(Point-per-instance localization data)
━━━━━━━━━━

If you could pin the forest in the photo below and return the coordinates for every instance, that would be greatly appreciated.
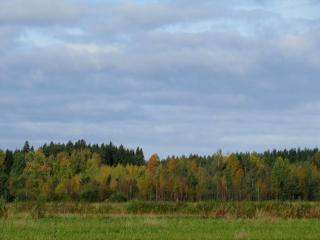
(77, 171)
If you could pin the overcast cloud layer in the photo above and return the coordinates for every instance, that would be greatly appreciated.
(170, 76)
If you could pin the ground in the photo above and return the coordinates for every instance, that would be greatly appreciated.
(155, 227)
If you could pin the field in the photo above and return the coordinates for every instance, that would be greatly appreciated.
(155, 227)
(151, 220)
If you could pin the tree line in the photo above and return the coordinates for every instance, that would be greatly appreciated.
(83, 172)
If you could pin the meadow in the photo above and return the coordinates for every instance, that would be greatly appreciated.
(155, 227)
(160, 220)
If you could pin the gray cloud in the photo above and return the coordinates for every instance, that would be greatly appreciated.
(171, 77)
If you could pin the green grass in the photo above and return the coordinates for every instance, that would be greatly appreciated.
(155, 227)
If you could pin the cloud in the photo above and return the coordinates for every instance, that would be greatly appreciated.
(169, 76)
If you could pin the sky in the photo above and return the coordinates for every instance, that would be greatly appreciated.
(170, 76)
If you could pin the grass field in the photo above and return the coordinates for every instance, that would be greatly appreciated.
(155, 227)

━━━━━━━━━━

Directions | Print every record above exactly, but no pictures.

Task answer |
If you could pin the forest in the photo below and return the coordinates for every instance, that would be greatly appreciated.
(77, 171)
If you could pin the overcast cloud layer in the photo above and return the coordinates for every instance, that would be greatly appreciated.
(170, 76)
If you could pin the ground in the photo above and return the coordinates for every instance, that would be greatly appreciated.
(155, 227)
If you could pin the field in the photo above and return the coordinates for every instance, that would be greatly appreciated.
(155, 227)
(151, 220)
If you could pin the tree line in the photo above and return the coordinates for every instance, that would be greatly appreciated.
(83, 172)
If you could pin the meadow in the photo above and return the coordinates for every instance, that would be greatly appreciated.
(155, 227)
(160, 220)
If you could pin the gray cloud in the photo above and return the coordinates for every instance, that would be greatly appreciated.
(171, 77)
If you could pin the green grass in the photo above and return the coordinates for every instance, that would be greatly appreciated.
(155, 227)
If you could pin the cloud in the photo above and return the coordinates for every instance, that would be greatly appreciated.
(169, 76)
If you could pin the sky in the photo above and return the coordinates for every instance, that would be greatly appreciated.
(170, 76)
If you could pin the grass field in the photo above and return the coordinates for every instance, that would be greatly appreciated.
(155, 227)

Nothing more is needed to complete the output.